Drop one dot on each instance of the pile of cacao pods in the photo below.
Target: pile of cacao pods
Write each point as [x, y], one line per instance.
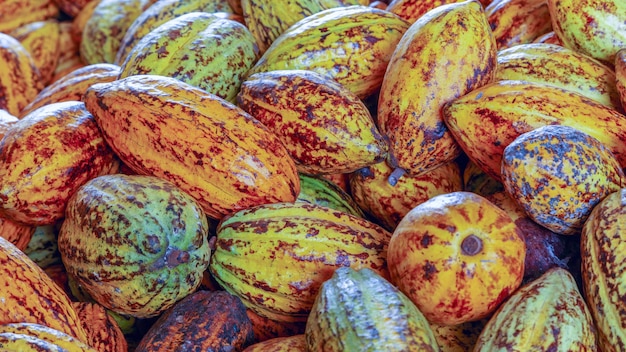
[312, 175]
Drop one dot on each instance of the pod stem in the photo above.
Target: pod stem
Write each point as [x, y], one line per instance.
[395, 176]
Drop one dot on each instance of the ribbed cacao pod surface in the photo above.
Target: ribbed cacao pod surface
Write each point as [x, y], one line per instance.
[420, 79]
[203, 321]
[457, 256]
[193, 48]
[32, 337]
[211, 149]
[20, 80]
[159, 13]
[141, 255]
[558, 174]
[358, 310]
[387, 203]
[604, 276]
[45, 157]
[325, 127]
[29, 295]
[275, 256]
[320, 191]
[352, 45]
[72, 86]
[548, 313]
[103, 32]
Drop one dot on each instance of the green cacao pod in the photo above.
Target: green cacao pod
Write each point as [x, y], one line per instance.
[276, 256]
[361, 311]
[136, 244]
[193, 48]
[352, 45]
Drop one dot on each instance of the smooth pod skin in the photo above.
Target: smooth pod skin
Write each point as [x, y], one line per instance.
[557, 174]
[41, 40]
[561, 67]
[46, 157]
[202, 321]
[325, 127]
[159, 13]
[32, 337]
[361, 311]
[192, 48]
[267, 19]
[16, 13]
[548, 314]
[421, 78]
[457, 256]
[73, 85]
[620, 75]
[140, 256]
[20, 80]
[489, 118]
[412, 10]
[351, 45]
[105, 28]
[603, 270]
[294, 343]
[211, 149]
[516, 22]
[320, 191]
[596, 28]
[29, 295]
[275, 256]
[388, 204]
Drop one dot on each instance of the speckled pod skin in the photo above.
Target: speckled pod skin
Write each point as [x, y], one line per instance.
[620, 75]
[102, 330]
[294, 343]
[72, 7]
[458, 338]
[192, 48]
[45, 157]
[548, 314]
[457, 256]
[41, 40]
[604, 277]
[107, 25]
[16, 13]
[31, 337]
[361, 311]
[561, 67]
[42, 247]
[421, 77]
[136, 244]
[159, 13]
[557, 174]
[267, 19]
[516, 22]
[29, 295]
[276, 256]
[325, 127]
[20, 81]
[320, 191]
[548, 38]
[412, 10]
[202, 321]
[213, 150]
[596, 28]
[488, 119]
[351, 45]
[388, 204]
[16, 233]
[73, 85]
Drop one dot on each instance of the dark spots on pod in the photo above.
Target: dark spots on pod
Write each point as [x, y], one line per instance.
[430, 270]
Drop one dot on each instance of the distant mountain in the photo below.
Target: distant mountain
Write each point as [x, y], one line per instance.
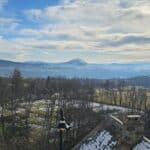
[76, 62]
[75, 68]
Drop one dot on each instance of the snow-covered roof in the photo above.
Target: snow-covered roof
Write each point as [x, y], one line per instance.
[116, 119]
[142, 146]
[133, 116]
[103, 141]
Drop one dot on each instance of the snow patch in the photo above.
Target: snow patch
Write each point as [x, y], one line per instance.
[142, 146]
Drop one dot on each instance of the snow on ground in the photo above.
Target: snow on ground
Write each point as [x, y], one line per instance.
[142, 146]
[102, 141]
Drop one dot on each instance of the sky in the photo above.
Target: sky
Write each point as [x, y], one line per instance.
[97, 31]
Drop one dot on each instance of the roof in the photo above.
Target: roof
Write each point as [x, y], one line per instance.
[116, 119]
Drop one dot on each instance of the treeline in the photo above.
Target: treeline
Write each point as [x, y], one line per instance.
[24, 127]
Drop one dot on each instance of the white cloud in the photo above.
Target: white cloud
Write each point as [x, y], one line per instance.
[118, 29]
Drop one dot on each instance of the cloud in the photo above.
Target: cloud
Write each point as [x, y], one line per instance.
[117, 29]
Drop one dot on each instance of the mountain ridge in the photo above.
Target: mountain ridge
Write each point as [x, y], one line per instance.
[77, 68]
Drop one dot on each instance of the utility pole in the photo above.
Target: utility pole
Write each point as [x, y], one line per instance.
[62, 127]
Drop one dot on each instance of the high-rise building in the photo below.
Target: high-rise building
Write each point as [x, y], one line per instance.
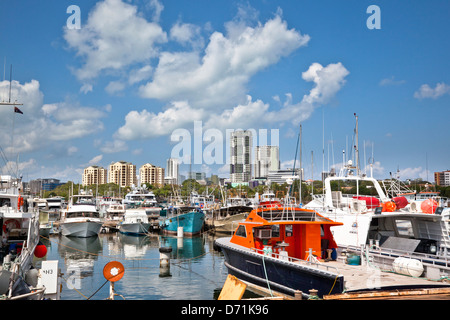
_ _ _ _ _
Task prompt:
Return every line of the items above that contains the string "pile", copying each line in full.

Solution to the exercise:
Drop one dot on each instance of the pile of cacao pods in the photo below.
Target: pile of cacao pods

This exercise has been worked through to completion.